- **TRY IT**: Reproduce exactly the lines of the material beneath, from the line that contains "column 210, row 376" to the line that contains "column 1110, row 247", both included, and no other lines.

- **DATA PROVIDED**:
━━━━━━

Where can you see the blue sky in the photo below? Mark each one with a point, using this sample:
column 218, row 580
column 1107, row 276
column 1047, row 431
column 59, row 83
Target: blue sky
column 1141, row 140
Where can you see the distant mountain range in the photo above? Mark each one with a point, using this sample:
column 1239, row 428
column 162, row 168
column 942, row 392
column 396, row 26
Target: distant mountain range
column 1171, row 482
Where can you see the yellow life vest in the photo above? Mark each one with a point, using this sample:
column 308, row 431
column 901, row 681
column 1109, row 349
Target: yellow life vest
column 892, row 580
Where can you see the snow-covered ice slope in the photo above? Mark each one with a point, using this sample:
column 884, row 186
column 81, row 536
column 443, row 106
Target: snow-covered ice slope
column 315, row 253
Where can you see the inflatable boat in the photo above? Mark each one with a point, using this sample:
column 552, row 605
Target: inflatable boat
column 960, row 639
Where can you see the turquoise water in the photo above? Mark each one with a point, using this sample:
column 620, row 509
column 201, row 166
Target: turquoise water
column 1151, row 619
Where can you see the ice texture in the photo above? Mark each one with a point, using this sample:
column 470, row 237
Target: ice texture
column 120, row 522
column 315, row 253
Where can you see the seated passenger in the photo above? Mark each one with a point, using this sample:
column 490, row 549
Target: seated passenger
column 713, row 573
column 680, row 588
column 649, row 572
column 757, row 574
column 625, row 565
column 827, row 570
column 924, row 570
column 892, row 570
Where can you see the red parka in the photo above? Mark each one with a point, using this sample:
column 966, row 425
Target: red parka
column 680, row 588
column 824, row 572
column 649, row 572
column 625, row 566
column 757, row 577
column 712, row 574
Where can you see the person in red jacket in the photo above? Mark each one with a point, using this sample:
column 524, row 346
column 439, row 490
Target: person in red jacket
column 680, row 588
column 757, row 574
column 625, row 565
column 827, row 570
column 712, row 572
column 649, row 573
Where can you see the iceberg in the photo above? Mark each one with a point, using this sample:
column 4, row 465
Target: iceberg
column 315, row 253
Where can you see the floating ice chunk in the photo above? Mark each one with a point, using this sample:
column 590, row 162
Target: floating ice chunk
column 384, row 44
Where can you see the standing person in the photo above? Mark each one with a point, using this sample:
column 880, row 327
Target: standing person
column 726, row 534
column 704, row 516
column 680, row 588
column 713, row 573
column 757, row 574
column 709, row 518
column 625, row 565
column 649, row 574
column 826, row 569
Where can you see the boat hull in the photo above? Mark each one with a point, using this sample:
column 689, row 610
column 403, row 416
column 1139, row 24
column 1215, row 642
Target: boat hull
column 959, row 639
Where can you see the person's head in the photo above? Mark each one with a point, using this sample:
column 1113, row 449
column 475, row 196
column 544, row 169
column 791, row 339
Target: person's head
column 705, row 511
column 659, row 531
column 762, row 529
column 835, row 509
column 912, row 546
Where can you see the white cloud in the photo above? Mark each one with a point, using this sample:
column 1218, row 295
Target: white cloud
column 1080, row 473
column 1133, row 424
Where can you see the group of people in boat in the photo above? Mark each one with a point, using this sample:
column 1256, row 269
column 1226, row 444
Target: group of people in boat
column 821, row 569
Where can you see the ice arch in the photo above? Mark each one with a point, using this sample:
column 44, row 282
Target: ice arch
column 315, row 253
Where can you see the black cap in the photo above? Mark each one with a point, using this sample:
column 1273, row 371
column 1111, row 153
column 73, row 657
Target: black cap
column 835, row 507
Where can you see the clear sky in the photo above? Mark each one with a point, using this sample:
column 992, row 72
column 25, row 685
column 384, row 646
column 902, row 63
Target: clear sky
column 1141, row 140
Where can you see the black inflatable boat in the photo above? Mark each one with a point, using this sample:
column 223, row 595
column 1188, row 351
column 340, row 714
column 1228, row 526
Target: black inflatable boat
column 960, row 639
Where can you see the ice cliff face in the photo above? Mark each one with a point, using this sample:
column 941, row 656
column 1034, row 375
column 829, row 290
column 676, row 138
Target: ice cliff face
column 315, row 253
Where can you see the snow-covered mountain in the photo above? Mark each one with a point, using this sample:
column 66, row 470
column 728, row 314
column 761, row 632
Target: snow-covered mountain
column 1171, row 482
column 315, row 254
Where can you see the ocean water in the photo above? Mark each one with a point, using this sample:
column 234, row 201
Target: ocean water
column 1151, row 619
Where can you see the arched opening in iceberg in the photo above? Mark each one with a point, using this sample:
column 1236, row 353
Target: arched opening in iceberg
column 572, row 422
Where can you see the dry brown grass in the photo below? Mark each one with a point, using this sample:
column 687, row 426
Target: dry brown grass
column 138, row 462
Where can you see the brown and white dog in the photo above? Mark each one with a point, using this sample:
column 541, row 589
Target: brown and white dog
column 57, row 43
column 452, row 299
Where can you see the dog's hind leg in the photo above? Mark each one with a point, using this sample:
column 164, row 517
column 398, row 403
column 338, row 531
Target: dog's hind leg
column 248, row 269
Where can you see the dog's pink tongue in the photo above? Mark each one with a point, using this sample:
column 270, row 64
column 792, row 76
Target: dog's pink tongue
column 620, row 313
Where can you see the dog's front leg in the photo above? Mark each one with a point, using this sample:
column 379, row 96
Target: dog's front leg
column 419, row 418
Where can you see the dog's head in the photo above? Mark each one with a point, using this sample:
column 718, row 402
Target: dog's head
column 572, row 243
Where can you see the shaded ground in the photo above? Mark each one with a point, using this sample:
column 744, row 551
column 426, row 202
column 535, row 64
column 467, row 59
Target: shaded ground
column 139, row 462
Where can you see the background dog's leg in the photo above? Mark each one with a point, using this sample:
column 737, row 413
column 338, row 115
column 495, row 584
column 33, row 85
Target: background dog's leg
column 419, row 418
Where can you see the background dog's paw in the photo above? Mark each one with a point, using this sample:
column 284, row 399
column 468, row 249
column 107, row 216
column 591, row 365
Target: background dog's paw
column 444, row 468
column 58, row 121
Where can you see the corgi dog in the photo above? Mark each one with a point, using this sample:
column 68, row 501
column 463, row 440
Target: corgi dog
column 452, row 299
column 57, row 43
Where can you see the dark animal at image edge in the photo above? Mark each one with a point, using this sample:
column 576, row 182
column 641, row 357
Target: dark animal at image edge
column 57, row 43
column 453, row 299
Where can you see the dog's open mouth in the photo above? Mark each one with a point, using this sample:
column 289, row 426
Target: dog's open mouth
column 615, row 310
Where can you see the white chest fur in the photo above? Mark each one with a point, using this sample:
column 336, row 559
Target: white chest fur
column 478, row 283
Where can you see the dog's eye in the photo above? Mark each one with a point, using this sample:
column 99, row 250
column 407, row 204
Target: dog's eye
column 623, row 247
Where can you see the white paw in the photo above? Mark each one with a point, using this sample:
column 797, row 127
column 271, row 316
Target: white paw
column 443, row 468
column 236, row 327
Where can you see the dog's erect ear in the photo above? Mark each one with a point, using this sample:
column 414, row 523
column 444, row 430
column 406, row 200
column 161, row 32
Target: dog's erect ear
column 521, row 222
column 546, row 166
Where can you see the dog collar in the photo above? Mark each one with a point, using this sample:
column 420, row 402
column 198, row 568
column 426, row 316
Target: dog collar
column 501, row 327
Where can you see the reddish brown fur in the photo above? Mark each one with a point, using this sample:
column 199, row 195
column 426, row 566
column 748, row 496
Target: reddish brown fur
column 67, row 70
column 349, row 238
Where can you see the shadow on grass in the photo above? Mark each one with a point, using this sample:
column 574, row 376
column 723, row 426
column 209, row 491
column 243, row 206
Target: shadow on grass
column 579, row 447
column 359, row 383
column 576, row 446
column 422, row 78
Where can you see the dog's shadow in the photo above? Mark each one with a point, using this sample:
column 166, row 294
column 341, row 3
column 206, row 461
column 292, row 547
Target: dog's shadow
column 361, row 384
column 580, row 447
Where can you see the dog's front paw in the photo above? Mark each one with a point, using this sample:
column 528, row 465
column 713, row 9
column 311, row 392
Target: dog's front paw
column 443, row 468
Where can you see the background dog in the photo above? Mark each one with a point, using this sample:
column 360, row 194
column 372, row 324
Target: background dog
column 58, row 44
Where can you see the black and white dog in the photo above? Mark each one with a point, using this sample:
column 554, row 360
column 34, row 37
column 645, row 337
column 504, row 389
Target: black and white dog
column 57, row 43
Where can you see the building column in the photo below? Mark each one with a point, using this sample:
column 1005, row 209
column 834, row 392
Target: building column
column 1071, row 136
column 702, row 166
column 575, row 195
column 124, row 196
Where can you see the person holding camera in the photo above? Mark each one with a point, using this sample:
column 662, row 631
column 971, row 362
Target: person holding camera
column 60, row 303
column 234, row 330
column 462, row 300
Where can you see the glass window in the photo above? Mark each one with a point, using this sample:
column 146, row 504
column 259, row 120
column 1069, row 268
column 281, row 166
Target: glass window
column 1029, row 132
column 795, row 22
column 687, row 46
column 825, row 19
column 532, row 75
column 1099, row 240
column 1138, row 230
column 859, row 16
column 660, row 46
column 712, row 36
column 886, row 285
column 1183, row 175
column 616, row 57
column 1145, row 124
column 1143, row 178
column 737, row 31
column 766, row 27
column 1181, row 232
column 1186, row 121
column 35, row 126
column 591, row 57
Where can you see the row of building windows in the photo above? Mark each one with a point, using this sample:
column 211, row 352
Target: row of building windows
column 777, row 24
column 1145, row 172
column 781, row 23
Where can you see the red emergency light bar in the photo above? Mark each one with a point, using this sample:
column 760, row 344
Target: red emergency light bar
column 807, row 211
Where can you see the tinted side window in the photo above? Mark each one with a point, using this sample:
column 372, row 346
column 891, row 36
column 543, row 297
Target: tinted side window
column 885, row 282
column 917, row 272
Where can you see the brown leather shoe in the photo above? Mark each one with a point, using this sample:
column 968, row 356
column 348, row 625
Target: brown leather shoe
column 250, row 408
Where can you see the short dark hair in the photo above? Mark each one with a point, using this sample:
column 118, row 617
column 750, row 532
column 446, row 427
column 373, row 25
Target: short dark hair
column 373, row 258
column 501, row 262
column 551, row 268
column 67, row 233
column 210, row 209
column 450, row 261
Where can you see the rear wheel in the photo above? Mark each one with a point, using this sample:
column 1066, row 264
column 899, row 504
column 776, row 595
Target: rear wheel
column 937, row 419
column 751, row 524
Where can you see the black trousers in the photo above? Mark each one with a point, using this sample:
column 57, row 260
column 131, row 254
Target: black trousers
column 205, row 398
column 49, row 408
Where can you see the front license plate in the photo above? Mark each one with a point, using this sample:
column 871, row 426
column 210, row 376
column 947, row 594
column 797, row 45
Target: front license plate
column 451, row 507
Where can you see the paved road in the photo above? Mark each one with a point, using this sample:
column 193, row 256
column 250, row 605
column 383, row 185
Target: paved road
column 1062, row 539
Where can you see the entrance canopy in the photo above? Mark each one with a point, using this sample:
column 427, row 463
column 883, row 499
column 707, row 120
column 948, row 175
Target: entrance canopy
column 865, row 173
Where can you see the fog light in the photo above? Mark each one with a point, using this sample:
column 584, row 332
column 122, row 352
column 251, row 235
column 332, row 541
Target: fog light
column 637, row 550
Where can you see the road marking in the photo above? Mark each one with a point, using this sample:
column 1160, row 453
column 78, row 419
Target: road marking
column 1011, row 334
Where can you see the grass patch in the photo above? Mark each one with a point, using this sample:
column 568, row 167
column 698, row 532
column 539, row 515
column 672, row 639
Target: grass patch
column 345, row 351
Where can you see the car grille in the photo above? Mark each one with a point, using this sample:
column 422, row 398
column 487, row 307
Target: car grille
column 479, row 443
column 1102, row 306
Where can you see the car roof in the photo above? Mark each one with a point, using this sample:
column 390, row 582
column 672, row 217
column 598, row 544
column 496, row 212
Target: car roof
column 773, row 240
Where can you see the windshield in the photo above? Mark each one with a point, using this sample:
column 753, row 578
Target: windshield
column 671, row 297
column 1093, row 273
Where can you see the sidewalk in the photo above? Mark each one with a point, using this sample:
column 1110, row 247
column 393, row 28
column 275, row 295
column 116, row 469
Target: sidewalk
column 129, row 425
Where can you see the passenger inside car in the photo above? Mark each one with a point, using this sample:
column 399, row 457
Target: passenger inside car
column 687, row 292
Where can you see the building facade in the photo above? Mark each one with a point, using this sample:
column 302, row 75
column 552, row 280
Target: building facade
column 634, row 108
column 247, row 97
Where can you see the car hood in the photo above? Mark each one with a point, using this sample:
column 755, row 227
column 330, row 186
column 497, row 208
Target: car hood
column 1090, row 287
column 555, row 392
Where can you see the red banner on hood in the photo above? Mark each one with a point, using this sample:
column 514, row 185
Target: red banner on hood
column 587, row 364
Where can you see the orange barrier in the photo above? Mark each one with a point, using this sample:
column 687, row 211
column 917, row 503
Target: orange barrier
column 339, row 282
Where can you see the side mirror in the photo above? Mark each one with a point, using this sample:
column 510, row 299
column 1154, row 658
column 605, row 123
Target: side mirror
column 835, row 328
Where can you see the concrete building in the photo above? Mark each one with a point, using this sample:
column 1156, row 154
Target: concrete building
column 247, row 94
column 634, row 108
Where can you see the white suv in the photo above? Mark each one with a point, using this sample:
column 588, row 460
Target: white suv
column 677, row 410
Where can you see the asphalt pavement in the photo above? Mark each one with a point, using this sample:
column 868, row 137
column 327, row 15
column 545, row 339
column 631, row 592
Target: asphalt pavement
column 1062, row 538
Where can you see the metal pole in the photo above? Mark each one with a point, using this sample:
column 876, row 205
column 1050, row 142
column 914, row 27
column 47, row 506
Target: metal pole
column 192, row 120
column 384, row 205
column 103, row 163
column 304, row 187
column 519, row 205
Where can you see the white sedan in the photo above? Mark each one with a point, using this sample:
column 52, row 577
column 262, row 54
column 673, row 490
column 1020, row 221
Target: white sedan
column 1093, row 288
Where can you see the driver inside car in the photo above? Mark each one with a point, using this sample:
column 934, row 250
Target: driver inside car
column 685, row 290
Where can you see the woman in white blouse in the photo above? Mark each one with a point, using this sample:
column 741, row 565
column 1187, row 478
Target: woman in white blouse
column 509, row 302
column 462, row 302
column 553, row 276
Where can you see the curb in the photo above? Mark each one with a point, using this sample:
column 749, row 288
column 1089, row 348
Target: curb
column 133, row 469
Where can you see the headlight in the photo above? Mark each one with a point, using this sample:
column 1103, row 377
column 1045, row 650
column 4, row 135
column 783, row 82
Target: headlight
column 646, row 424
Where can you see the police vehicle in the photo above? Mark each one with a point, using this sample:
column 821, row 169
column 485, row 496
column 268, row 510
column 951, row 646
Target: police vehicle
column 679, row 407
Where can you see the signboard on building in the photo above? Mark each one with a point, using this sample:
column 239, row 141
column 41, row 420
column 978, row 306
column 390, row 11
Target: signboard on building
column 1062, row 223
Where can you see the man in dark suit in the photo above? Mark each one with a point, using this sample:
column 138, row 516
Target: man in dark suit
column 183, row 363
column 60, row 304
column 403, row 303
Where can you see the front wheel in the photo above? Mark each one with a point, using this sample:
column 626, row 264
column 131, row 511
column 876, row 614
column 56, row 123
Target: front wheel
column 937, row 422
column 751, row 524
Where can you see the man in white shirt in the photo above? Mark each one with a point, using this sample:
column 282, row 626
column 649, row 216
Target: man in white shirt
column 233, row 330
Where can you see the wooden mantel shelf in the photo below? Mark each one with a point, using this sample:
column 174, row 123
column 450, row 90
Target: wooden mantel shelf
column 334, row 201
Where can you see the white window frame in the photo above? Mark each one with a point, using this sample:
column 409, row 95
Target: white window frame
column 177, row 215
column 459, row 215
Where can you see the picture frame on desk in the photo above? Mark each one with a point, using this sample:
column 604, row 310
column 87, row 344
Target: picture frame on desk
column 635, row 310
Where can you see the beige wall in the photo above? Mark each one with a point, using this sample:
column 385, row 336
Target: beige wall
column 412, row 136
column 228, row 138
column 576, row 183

━━━━━━

- **SOLUTION**:
column 210, row 376
column 947, row 594
column 797, row 45
Target: front license plate
column 451, row 507
Where can you see the paved road in the photo above? Mark each one with a point, using this sample:
column 193, row 256
column 250, row 605
column 383, row 185
Target: paved road
column 1062, row 539
Where can you see the entrance canopy in the photo above? Mark each one with a point, using this sample:
column 427, row 463
column 883, row 499
column 707, row 120
column 948, row 175
Target: entrance canopy
column 865, row 173
Where can you see the fog light in the photo above? Mark each one with a point, using this sample:
column 584, row 332
column 122, row 352
column 251, row 235
column 332, row 541
Target: fog light
column 637, row 550
Where can you see the road marking in the photo above? Mark each one with a point, using this sample:
column 1160, row 453
column 78, row 419
Target: road marking
column 1011, row 334
Where can you see the grass patch in the photo above? Mark each one with a point, using this sample:
column 568, row 167
column 698, row 532
column 539, row 515
column 672, row 639
Target: grass patch
column 345, row 351
Where can you see the car grille in the photo above? Mark each one with a point, using this sample:
column 422, row 398
column 487, row 307
Target: car grille
column 479, row 443
column 1102, row 306
Where can you see the car roof in the photo above? Mark each one with a point, using this sample:
column 390, row 582
column 672, row 217
column 598, row 544
column 496, row 212
Target: car roof
column 773, row 240
Where can you see the windshield in the photo above? Mark each one with a point, using this sample:
column 753, row 578
Target: windshield
column 671, row 297
column 1093, row 273
Where can you see the sidewalk in the photo above? Mark each one with a point, using this sample:
column 1110, row 247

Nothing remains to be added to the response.